Religion, Slavery and Resistance
Liz Egan
Religion occupies a fractious place in histories of enslavement and abolition throughout history. In the Ottoman empire, religion shaped who could be legally enslaved (White 2022), while conversion in the Spanish empire might also offer a route to freedom (Fisk 2022; Ireton 2020). In this seminar we will focus on the circum-Caribbean as a religious contact zone, examining the perspectives of enslavers, abolitionists, and enslaved peoples. In the British Caribbean, evangelising among enslaved peoples was frequently met with rebuke during the eighteenth century while nonconformists were some of the earliest campaigners for abolition at the metropole. Religion in the Caribbean also repeatedly played a significant role in prominent enslaved rebellions, from Vodun and the Haitian Revolution (1791-1804), to the Baptist War in Jamaica (1831). In this seminar, we will build on the previous week’s discussion about the relationship between religion and imperialism to delve deeper into the tensions surrounding religion and slavery, and in particular the place of religion in abolitionism and post-slavery cultures. We will engage with theories of syncretism, acculturation, and creolisation to think about the evolution of religious practices in the Americas during and after slavery, and in doing so return to questions about how we define “religion”.
During our seminar, we will engage with case studies from the Caribbean, primarily obeah and Vodun. I will provide a printed handout of “The ‘Woman of the Popo Country’, Jamaica, 1770s”. There will be time during the seminar to read this, but you may wish to take a look beforehand as well as explore the web resource Obeah Histories, and/or its sister sites Freedom to Believe and Caribbean Religious Trials.

================

> CHALLENGE A
Reproduce the lines of the listing starting with the line that contains "(format x=341, y=493)" and going on through the line that contains "x=677, y=116", requests included, and adjust each answer coordinate by adding 41 to it.
The seminar description and the listing that follows it come from unrelated sources.

> LISTED ENTRIES

================

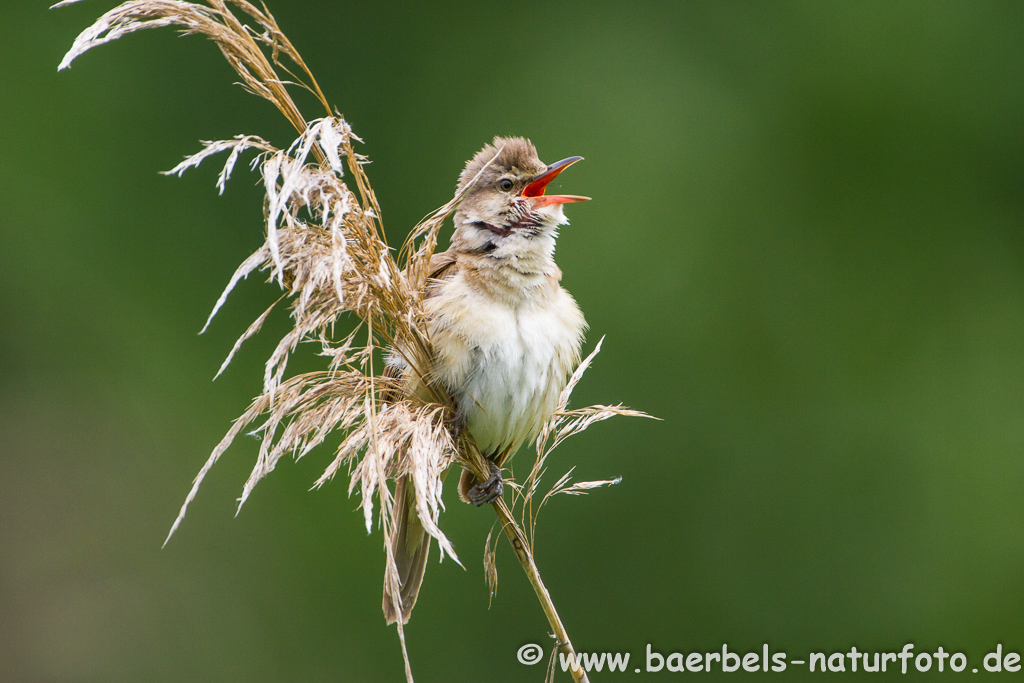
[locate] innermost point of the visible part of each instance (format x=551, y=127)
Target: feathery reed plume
x=325, y=248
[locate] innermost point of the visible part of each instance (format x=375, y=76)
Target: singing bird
x=505, y=333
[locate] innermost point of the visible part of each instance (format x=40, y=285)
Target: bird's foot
x=482, y=493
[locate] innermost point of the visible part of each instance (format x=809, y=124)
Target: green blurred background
x=805, y=248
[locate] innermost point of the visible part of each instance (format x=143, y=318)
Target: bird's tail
x=410, y=546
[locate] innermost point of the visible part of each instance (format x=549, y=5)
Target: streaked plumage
x=505, y=333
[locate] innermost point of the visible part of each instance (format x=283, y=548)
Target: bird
x=505, y=334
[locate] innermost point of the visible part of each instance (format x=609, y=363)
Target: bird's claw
x=482, y=493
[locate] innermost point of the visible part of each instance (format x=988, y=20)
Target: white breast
x=505, y=364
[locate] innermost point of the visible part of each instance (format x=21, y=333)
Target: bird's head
x=506, y=208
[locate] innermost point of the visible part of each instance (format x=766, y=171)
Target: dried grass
x=325, y=248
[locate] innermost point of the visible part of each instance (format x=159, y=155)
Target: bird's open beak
x=535, y=189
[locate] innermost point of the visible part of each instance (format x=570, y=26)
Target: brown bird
x=505, y=333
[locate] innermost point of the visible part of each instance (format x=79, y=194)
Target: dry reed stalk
x=325, y=247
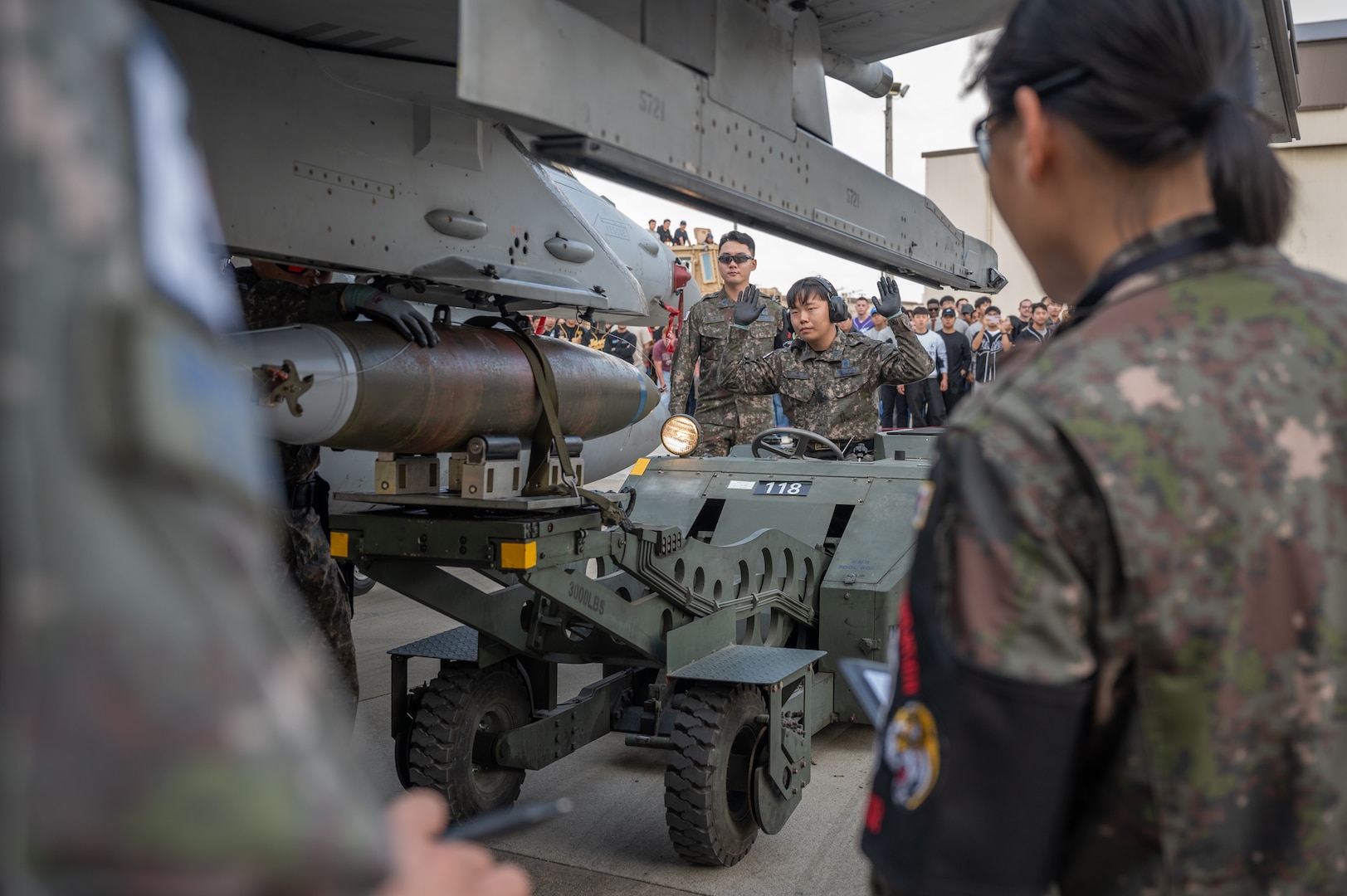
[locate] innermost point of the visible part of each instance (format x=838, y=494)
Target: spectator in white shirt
x=990, y=341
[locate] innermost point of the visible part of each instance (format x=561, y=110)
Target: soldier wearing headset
x=826, y=377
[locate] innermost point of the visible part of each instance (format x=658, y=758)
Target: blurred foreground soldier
x=827, y=379
x=1122, y=663
x=160, y=728
x=726, y=418
x=282, y=295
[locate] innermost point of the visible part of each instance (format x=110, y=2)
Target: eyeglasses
x=1044, y=88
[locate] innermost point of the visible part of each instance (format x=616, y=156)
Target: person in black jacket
x=620, y=343
x=959, y=354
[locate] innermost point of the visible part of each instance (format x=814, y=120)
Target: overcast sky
x=932, y=116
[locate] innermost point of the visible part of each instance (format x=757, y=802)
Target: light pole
x=896, y=90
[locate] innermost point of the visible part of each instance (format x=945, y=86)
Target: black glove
x=891, y=304
x=748, y=308
x=393, y=311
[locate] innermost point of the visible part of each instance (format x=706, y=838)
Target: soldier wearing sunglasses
x=726, y=418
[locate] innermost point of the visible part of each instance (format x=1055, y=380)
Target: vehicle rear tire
x=709, y=777
x=462, y=708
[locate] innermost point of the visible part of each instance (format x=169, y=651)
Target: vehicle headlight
x=681, y=434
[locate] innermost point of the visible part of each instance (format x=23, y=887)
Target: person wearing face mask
x=989, y=343
x=1121, y=662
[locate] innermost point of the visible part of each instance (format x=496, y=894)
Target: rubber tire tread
x=702, y=744
x=437, y=738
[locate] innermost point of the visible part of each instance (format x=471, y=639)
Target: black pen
x=505, y=821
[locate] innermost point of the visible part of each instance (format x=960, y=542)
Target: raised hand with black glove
x=891, y=304
x=389, y=310
x=748, y=308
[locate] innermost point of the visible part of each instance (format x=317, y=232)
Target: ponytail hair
x=1165, y=80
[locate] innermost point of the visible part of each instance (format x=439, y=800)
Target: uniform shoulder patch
x=912, y=753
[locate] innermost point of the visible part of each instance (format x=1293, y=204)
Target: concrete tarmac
x=616, y=841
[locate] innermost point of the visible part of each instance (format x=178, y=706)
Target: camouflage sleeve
x=907, y=360
x=685, y=365
x=1022, y=543
x=743, y=369
x=281, y=304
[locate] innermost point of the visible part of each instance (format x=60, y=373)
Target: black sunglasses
x=1050, y=85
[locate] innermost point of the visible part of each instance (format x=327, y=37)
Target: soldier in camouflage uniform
x=162, y=725
x=726, y=418
x=1122, y=660
x=826, y=377
x=281, y=295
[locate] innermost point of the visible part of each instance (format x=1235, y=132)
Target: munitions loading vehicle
x=718, y=632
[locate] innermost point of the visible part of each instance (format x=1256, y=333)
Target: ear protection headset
x=837, y=304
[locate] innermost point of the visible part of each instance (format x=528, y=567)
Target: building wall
x=1318, y=164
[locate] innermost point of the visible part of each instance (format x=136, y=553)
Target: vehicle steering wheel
x=800, y=437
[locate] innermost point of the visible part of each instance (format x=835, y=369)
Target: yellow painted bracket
x=519, y=555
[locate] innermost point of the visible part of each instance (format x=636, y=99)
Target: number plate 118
x=798, y=489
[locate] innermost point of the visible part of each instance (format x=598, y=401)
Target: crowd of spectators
x=664, y=232
x=973, y=338
x=966, y=343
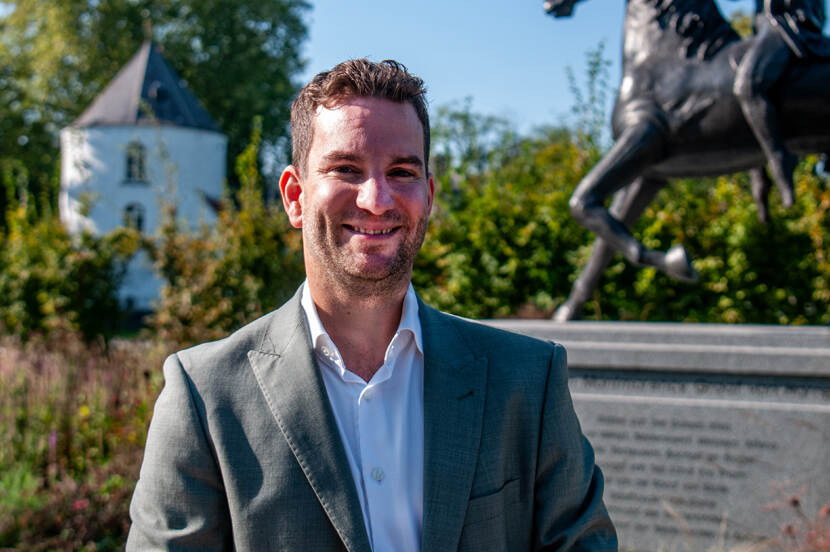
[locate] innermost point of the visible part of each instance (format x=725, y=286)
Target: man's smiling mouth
x=371, y=232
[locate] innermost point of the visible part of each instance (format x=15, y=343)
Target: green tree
x=500, y=239
x=238, y=57
x=220, y=278
x=51, y=281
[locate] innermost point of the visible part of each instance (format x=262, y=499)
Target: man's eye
x=402, y=173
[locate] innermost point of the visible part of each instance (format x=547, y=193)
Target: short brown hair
x=355, y=78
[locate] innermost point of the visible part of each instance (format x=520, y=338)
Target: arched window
x=136, y=162
x=134, y=216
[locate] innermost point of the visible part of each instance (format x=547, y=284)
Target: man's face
x=364, y=198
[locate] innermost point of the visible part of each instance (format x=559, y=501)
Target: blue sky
x=508, y=55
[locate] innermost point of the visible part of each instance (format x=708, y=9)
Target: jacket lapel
x=454, y=389
x=288, y=376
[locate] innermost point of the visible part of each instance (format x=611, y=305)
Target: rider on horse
x=785, y=29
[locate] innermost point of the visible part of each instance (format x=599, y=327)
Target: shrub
x=50, y=280
x=219, y=278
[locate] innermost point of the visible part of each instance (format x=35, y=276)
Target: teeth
x=373, y=232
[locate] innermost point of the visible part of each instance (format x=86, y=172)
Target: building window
x=134, y=216
x=136, y=162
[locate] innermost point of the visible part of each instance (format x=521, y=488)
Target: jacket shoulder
x=482, y=337
x=263, y=334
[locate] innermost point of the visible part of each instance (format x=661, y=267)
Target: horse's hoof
x=565, y=313
x=679, y=264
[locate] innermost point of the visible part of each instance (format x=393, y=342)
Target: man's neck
x=360, y=327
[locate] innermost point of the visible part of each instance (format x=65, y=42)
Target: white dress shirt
x=381, y=423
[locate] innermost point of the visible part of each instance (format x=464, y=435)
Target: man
x=355, y=417
x=785, y=30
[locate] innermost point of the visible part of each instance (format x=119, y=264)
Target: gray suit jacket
x=243, y=450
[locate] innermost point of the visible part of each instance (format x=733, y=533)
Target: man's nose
x=375, y=195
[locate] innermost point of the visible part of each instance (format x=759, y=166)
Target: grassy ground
x=73, y=420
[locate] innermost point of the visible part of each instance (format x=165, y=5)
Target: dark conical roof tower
x=146, y=81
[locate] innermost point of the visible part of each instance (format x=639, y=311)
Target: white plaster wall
x=182, y=164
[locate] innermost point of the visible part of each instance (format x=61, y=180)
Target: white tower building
x=143, y=141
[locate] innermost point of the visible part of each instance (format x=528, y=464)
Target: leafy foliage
x=749, y=272
x=219, y=278
x=502, y=243
x=498, y=244
x=238, y=57
x=50, y=280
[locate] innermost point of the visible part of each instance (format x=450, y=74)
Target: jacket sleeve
x=179, y=501
x=568, y=511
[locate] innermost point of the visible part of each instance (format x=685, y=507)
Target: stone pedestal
x=704, y=432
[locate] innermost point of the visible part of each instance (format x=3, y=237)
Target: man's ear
x=291, y=189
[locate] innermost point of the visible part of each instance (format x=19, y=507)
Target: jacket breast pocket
x=491, y=518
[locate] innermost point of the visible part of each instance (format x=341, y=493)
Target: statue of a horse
x=676, y=117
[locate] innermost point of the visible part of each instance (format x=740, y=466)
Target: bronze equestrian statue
x=677, y=116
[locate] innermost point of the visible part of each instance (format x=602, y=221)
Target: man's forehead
x=362, y=117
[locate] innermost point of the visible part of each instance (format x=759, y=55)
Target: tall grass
x=73, y=421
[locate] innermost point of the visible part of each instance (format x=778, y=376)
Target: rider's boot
x=760, y=184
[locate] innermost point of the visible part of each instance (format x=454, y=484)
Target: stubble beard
x=341, y=268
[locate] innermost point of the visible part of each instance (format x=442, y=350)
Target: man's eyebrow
x=408, y=160
x=340, y=156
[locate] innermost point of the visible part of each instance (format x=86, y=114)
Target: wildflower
x=80, y=504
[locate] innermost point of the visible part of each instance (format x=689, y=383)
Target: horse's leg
x=759, y=70
x=637, y=148
x=760, y=182
x=628, y=205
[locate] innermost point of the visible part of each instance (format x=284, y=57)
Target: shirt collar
x=319, y=337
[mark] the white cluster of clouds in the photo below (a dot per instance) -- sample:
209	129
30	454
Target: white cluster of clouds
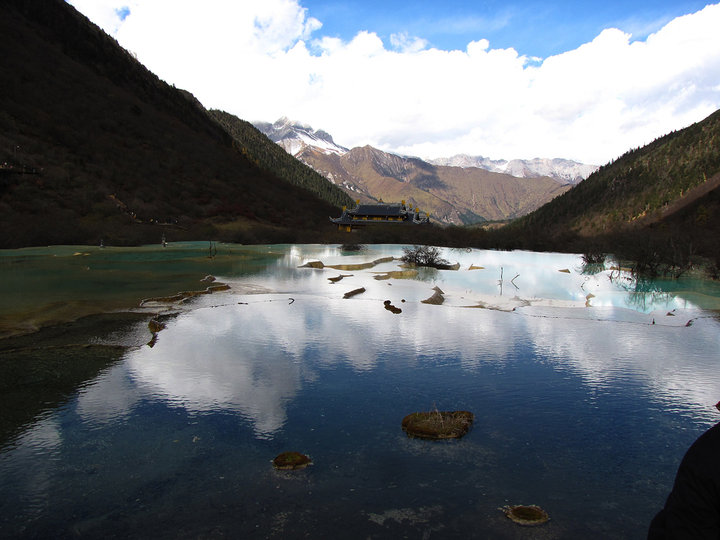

================

> CHALLENGE B
Which two case studies will the seminar described in the seminar description primarily engage with?

> WORKED SOLUTION A
[locate] innermost point of the visible part of each instance (format x=341, y=493)
Target: statue of a horse
x=717, y=158
[locate] innermost point of the visible part of each instance (format x=740, y=466)
Target: bronze equestrian statue
x=718, y=157

> WORKED SOLUTION B
Obeah and Vodun.